━━━━━ GIVEN RECORDS

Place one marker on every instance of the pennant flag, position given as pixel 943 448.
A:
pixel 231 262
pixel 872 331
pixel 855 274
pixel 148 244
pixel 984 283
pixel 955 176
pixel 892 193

━━━━━━━━━━

- [EXERCISE TASK]: Substitute "banner" for "pennant flag" in the lines above and write them out again, keeping everything else the same.

- [EXPECTED ANSWER]:
Place one marker on every instance of the banner, position given as pixel 943 448.
A:
pixel 231 262
pixel 872 331
pixel 855 274
pixel 148 244
pixel 984 283
pixel 955 176
pixel 892 193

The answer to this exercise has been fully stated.